**What you will do**
Repeat every one of the records below word for word, without changing anything.

Point annotation records
(begin)

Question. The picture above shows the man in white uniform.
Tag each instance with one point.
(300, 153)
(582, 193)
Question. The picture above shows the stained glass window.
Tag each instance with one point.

(end)

**Task result**
Question. The picture above shows the man in white uniform.
Tag each instance with one point.
(300, 153)
(582, 193)
Question. The picture above shows the stained glass window.
Tag each instance with one point.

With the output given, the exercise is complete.